[Dataset content — start]
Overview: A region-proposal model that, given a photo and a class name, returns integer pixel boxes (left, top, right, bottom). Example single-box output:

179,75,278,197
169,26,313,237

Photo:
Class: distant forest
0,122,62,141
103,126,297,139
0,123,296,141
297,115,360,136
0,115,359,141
[Dataset content — finish]
• Task brief
All records shown above are to be given again verbatim.

• Result of the task
Overview: A region-proposal model that, given a photo and a class name, returns integer pixel boxes (left, top, right, bottom). Example single-box output:

179,75,278,197
169,26,313,237

Photo:
Class: distant forest
0,122,62,141
103,126,297,139
0,123,296,141
297,115,360,136
0,115,359,141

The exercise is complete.